:: Directions ::
1/ In the text on autism and the uneven cognitive profile, what other name is given for that profile?
2/ Carry on the text about autism, splinter skills, and learning styles from the point where it ends.

:: Given text ::

.....

4. Uneven cognitive profile

The uneven cognitive profile, also known as splinter skills, is when a person on the autism spectrum may demonstrate great strengths in an area but be severely lacking in skills in another area. An example of this may be great academic or verbal ability alongside a weakness in self-help skills such as personal hygiene. We need to be aware of the uneven cognitive profile because we often make assumptions on a person’s ability when viewing the strength(s).

What the neurotypical population has difficulty understanding is how can someone with a very IQ or exceptional abilities have difficulty with independent living or navigating the social world? Our higher functioning folks on the spectrum often suffer because supports are withdrawn or limited because of their splinter skills. We cannot make assumptions based solely on IQ or a person’s ability that may stem from a special interest. We have to look at the entire picture, not just the parts.

It is often heard educators say they do not use visual supports when a student on the autism spectrum has excellent verbal skills. This may be a false assumption because many people on the spectrum have auditory processing difficulties. If the student reads well, using text supports may be enough but some people do not have the ability to transfer those words into a picture.

The uneven cognitive profile has to be kept in mind as the person enters into adulthood. It may not be feasible to live alone in an apartment because of the amount of responsibility. If this is the person’s dream, then assessment of proper supports need to take place. An example of supports may be someone looking in on them every week, creating checklists of tasks that need to be done, or breaking down the steps to a task on a card such as how to do laundry.

Keep the profile in mind when thinking about employment or higher education. Examine what the weaknesses in a work or university/college setting might be and assess what help might be needed to create success. We can help this population be successful, but we also need to recognize what makes them vulnerable as well.

 

5. Visual vs Auditory learning

Every individual has a preference for learning. The way a learner predominantly perceives, interacts with, and responds to the environment characterizes one’s style of learning. By understanding a person’s learning style you can help maximize his or her potential, both in and out of the classroom:

Visual – Visual learners typically have strong visual processing skills and learn best by seeing information. Learning strategies include: color-coding, pictures, charts, flash cards, videos and doodling.

.....

Collected data:
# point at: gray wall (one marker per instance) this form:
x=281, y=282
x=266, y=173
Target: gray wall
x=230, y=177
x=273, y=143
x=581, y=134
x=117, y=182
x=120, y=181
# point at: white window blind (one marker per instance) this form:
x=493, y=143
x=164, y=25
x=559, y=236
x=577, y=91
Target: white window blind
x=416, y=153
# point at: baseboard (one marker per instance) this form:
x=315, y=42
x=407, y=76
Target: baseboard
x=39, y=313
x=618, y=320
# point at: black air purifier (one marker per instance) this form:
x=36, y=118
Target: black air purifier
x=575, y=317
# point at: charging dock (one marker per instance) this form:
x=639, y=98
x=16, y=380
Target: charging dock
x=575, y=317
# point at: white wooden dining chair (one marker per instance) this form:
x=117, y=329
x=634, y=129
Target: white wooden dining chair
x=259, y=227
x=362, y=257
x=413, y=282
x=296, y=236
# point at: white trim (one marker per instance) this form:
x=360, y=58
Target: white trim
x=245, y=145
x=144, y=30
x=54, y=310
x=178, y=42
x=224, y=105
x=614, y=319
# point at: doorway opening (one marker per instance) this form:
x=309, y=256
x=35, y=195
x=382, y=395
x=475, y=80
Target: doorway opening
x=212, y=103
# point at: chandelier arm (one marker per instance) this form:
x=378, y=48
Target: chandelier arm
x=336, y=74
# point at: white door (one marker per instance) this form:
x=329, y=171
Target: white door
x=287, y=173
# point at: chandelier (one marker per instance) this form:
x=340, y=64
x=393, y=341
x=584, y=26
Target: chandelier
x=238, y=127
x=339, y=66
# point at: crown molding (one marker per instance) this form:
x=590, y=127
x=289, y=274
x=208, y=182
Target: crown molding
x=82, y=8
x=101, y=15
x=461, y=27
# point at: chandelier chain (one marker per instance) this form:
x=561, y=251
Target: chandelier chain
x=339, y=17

.....

:: Answers to the tasks ::
1/ Splinter skills.

2/
In this category, children rely on their sense of sight, and best learn from books, videos, charts, pictures and color coding methods. Children in this learning category also benefit greatly from visual aids, such as visual schedules in the classroom or at home. Labeling is also a great way to assist in care of articles at home, as well as in school. Children with visual learning styles often pursue careers as: data analysts, artists, architects, to name a few.

Auditory – Auditory learners learn best by hearing information. They can typically remember information more accurately when it has been explained to them orally. Learning strategies include: taping lectures, study through discussion, mnemonics, play music (w/o words) while studying.

Children who fall in this realm of learning method benefit greatly from listening or speaking activities, such as talking, audiotapes, role playing, and saying things out loud, or repeating. These children are relying on their sense of hearing and nonvisual stimulation to learn from their environment. This style of learning often gets malassisted in the classroom, because the child often appears not to be paying attention in the classroom, due to lack of eye contact or taking of notes, e.g. Children who learn best from auditory means do not necessarily require other methods of learning a task and are simply able to take in information from auditory means. Job categories that fit well with auditory learners include: judges, lawyers, interpreters, musicians, and salespeople, or other vocations where not tangible processing of vast information is a must.